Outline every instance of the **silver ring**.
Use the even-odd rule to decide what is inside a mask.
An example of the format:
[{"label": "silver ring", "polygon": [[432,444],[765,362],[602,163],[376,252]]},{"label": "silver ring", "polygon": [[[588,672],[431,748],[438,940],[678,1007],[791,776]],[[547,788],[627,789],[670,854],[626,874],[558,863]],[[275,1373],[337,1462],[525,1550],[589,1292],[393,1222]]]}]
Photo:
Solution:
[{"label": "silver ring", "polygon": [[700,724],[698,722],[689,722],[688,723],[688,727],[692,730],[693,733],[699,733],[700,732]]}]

※ ※ ※

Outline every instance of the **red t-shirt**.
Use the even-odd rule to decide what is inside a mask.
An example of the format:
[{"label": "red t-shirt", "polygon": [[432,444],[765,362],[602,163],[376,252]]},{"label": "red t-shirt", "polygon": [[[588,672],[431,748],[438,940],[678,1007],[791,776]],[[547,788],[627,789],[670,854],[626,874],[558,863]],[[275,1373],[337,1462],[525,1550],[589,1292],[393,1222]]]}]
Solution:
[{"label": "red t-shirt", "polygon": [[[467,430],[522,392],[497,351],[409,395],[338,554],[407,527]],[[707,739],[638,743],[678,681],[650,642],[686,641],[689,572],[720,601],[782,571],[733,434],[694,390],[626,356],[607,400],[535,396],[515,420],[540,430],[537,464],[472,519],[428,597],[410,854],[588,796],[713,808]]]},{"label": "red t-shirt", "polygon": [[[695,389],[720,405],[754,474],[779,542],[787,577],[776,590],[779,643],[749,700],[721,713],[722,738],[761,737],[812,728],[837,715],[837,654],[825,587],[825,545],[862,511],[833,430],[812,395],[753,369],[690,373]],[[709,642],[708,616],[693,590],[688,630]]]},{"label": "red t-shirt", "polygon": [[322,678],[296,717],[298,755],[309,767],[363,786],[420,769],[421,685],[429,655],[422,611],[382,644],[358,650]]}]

※ ※ ※

▸ Assignment:
Please copy each line of the records above in which the word "Outline" can be found.

▸ Response to this exercise:
Outline every instance of the **silver ring**.
Outline every instance of the **red t-shirt**.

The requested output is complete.